* [Extracted entries]
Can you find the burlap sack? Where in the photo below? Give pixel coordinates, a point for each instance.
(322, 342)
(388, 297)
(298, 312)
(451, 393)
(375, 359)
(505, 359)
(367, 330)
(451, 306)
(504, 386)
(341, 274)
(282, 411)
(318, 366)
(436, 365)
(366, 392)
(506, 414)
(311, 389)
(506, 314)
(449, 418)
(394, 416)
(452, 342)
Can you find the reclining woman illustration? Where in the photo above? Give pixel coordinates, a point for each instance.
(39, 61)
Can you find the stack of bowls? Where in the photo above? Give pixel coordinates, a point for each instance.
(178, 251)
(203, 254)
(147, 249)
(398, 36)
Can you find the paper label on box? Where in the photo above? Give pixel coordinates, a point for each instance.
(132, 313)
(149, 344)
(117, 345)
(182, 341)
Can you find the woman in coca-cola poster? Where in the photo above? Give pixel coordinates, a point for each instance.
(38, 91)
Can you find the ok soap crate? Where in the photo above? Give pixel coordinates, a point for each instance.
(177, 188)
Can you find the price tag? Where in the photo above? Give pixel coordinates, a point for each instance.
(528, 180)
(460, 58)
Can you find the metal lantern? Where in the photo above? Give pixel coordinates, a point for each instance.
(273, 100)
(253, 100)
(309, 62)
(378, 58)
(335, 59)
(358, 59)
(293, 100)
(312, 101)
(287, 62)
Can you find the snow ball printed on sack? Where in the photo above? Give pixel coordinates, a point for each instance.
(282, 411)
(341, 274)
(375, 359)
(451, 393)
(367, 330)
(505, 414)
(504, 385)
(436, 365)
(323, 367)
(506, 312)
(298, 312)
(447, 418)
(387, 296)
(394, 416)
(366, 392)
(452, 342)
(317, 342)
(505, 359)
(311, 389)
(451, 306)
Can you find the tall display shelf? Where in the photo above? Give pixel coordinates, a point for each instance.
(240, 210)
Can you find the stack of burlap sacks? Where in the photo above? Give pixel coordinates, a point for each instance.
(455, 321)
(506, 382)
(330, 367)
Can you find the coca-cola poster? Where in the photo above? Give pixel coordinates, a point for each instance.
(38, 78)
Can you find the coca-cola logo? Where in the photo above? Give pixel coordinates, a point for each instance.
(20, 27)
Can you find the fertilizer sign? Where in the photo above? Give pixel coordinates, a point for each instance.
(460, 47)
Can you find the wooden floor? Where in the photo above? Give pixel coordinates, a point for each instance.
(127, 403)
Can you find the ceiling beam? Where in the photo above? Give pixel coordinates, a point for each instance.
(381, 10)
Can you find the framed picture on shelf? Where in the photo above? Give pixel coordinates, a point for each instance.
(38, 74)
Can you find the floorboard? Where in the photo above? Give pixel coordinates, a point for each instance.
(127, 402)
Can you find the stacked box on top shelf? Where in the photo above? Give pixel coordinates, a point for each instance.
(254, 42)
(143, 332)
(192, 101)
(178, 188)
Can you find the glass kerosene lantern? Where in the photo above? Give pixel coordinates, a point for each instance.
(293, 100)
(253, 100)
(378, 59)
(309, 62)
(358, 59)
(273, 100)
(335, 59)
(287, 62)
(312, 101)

* [What to produce]
Exact retyping of all the entries is required.

* [Response]
Can you find the burlap sack? Where in the photo below? Give pixel coordinates, a point for each instance.
(322, 342)
(388, 297)
(298, 312)
(451, 393)
(375, 359)
(505, 359)
(367, 330)
(451, 306)
(504, 386)
(341, 274)
(282, 411)
(318, 366)
(436, 365)
(366, 392)
(506, 414)
(311, 389)
(506, 314)
(449, 418)
(394, 416)
(452, 342)
Can you find the reclining woman illustration? Where in the photo above? Give pixel coordinates, a point for each instance.
(39, 61)
Can you find the stack of bowls? Where in the photo above? Give pixel coordinates, a point for each instance.
(178, 251)
(203, 254)
(147, 249)
(398, 36)
Can you find the paper label on box? Where in the photo above? Give pixel coordinates, a point for each instance.
(132, 313)
(149, 344)
(117, 345)
(182, 341)
Can you find the woman in coca-cola poster? Where in the photo above? Give pixel coordinates, a point for each instance.
(38, 91)
Can you find the ok soap crate? Where in the photo above? Give pixel coordinates, a point for each instance.
(177, 188)
Can you find the price tag? Where in the photo above? Give pixel coordinates, a point for each instance.
(528, 180)
(460, 58)
Can you find the metal lantern? Where in the photo above? Give pixel coordinates, a point for each instance.
(273, 100)
(253, 100)
(309, 62)
(378, 58)
(335, 59)
(358, 59)
(293, 100)
(312, 101)
(287, 62)
Can you find the snow ball printed on sack? Where in the photo above? Give pixel coordinates, a point for each instance.
(282, 411)
(341, 274)
(375, 359)
(451, 393)
(367, 330)
(505, 414)
(504, 385)
(436, 365)
(323, 367)
(506, 312)
(298, 312)
(447, 418)
(387, 296)
(394, 416)
(366, 392)
(452, 342)
(317, 342)
(505, 359)
(311, 389)
(451, 306)
Can you find the tall display shelf? Where in the photo above? Give pixel coordinates, a point for each instance.
(240, 210)
Can you find the stack of burlap sacks? Where in the photo above? Give pixel coordinates, a point for each instance.
(455, 321)
(506, 382)
(330, 367)
Can you find the coca-cola poster? Where in the photo above? Give pixel coordinates, a point for each instance.
(38, 78)
Can you find the coca-cola logo? Where in the photo above? Give pixel coordinates, a point for each instance.
(20, 27)
Can you find the fertilizer sign? Where in the photo above? Give pixel coordinates, a point for each instance.
(460, 47)
Can you find the wooden floor? Where in the photo above? Give pixel coordinates, a point for each instance.
(127, 403)
Can you find the ceiling beam? Where in the photo above? Give pixel coordinates, a point for each instance.
(381, 10)
Can you find the framed picture on shelf? Where in the photo above? Give pixel coordinates, a point for each instance.
(38, 74)
Can you find the floorboard? Where in the photo above? Give pixel coordinates, a point for each instance.
(127, 402)
Can you find the stacked box on top shelf? Where in the photo above? Give pixel coordinates, a point for each instance.
(254, 42)
(143, 332)
(192, 101)
(178, 188)
Can you find the glass kerosene lantern? Where in the photo above? Give pixel coordinates, a point for each instance.
(293, 100)
(253, 100)
(378, 59)
(309, 62)
(358, 59)
(273, 100)
(335, 59)
(287, 62)
(312, 101)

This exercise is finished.